07 Jan Rendering: Economy, Craft, and Beauty
SHED Architecture & Design is a bit of a maverick in today’s design world; they hue to a pragmatic rather than a conceptual line.
That’s no accident. Based in Seattle, Washington, founders Prentis Hale and Thomas Schaer met while pursuing their masters in architecture at the University of Washington’s College of Built Environments, where the emphasis was less on theory and more on how things work. One influential professor was the late Andris Vanags, whose courses concentrated on such practical design/build matters as how frames are constructed, and how materials work, and why they fail.
That’s not to say SHED’s houses aren’t beautiful and unique, because they are. But they’re created by people who also know from experience how to build a house. And at heart, SHED is deeply dedicated to pushing the boundaries of sustainability, leading to homes that are efficient, precisely detailed, and responsibly designed.
“To be clear, neither Thomas nor myself are licensed architects,” Hale says. “We formed the company right out of architecture school and started as a design/build company. We never took that traditional path, so some 24 years later, we’re leading this firm, but are not licensed ourselves. Our partners are licensed.”
Ask what SHED’s philosophy is and you’ll be met with some hesitation. “We really struggle with this,” Hale says. “We don’t like to come up with grandiose statements, so it’s been a stumbling block. We do believe strongly that our work is grounded in a pragmatic approach to solving design problems. And that if one focuses on those things, you do create good architecture and unique architecture, and you can do works of a high quality that will provide many years of use — and they’ll also end up being beautiful.”
“I feel like we’re practicing a trade,” Schaer says. “It’s really like the old days, like a tailor, where you’d come and get a suit made. We just make better suits than most people. We take our trade seriously, and we’re paying attention, but we’re not making a Versace showstopper that gets worn once or twice. We’re more interested in pushing forth the dialogue of what a sensible cost of a building is in the Northwest. So you won’t see a lot of heroic cantilevers or under-eaves that are just aimed at some kind of a statement. It’s not like we don’t get caught up in aesthetic things, moments where we’re knowingly trying to achieve something architectural that’s not purely a pragmatic response. But we try to make those moments the exception rather than the norm.”
These days, SHED’s potential clients, for the most part, understand that the firm’s commitment to sustainability results in efficient houses that are no larger than they absolutely need to be. People who want sprawling, vanity-driven mansions get referred elsewhere. Of course, every once in a while, circumstances cause a project to grow.
“A few years back, we really tried to say we’re not going to do houses more than a few thousand square feet,” Schaer says. “We have not successfully held that line, but the houses above that line have all been for clients who want to go all the way on the sustainability front.” Which, he adds, is how they’re able to look at themselves in the mirror.
A recent client came to SHED announcing that he’d chosen the firm because he wanted to be reined in. Another firm might have said yes to his every desire, but SHED would talk him out of much of the space he thought he needed.
“It’s true,” says Hale. “We’re the type of firm that will do that. Not just because of the scarcity of resources or the impact of it, but because ultimately, we feel it’s a burden to live in a house that’s bloated. It’s just more stuff to maintain that makes you feel bad. In this market, there’s an upward pressure on the size of houses. It’s a battle. We try to make them smaller and net-zero at the minimum. Net-zero now is very achievable. And in our latest projects, we’re trying to figure out how to go further than that.”

Problem statement – Output the passage from the article on SHED Architecture & Design exactly, starting at "These days, SHED’s" and ending at "in the mirror.". The rows that follow have no connection to the text above.

Data records –
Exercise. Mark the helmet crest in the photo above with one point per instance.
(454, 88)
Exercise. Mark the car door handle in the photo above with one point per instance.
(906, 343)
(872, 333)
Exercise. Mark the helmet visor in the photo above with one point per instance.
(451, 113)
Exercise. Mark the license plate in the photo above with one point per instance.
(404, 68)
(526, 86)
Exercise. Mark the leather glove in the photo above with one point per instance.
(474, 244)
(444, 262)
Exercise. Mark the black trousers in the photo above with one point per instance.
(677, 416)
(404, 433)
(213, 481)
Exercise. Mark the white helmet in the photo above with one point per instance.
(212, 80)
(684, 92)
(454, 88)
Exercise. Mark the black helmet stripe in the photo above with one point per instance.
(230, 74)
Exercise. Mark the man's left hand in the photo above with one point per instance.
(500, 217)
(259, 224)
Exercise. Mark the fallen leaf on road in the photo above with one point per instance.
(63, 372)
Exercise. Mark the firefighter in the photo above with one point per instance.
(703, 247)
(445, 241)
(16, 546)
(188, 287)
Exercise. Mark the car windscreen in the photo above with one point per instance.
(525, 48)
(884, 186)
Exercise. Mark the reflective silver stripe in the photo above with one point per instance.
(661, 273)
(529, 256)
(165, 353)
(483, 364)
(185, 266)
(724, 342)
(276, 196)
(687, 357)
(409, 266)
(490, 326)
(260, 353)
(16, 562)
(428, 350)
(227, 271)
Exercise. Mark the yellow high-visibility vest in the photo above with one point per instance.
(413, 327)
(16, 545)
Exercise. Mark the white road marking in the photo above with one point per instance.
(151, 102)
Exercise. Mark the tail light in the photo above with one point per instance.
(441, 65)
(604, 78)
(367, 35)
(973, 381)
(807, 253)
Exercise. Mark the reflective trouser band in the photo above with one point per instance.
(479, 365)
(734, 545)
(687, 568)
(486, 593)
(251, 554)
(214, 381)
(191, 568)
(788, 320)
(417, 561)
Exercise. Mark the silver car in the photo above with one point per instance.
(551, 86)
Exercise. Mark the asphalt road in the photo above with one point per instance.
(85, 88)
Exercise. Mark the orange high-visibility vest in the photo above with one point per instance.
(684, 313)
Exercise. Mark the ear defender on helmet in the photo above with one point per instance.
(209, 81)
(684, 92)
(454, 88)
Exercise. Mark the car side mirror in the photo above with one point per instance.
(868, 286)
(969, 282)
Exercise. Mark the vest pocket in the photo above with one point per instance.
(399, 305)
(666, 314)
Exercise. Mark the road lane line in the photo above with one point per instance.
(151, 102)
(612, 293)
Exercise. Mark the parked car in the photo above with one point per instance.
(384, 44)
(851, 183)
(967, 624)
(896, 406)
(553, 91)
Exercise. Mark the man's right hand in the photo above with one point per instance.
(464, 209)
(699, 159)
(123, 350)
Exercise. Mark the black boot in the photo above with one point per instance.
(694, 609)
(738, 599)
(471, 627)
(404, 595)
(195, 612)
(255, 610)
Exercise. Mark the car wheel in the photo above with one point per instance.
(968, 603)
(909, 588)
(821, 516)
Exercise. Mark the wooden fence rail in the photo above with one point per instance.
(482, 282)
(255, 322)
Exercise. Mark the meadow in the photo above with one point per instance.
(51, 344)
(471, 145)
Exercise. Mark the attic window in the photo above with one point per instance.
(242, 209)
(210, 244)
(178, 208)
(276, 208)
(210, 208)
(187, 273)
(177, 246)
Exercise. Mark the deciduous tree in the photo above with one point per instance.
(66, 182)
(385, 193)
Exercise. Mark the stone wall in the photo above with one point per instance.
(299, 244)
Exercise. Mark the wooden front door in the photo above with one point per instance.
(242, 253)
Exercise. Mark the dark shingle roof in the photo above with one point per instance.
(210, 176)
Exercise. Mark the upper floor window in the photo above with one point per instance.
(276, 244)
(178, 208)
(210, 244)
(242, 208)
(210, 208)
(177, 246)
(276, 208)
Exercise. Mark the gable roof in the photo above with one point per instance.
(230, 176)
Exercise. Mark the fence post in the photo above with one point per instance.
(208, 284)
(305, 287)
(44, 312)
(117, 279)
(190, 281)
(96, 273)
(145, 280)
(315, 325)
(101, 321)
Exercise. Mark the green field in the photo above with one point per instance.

Response to this exercise –
These days, SHED’s potential clients, for the most part, understand that the firm’s commitment to sustainability results in efficient houses that are no larger than they absolutely need to be. People who want sprawling, vanity-driven mansions get referred elsewhere. Of course, every once in a while, circumstances cause a project to grow.
“A few years back, we really tried to say we’re not going to do houses more than a few thousand square feet,” Schaer says. “We have not successfully held that line, but the houses above that line have all been for clients who want to go all the way on the sustainability front.” Which, he adds, is how they’re able to look at themselves in the mirror.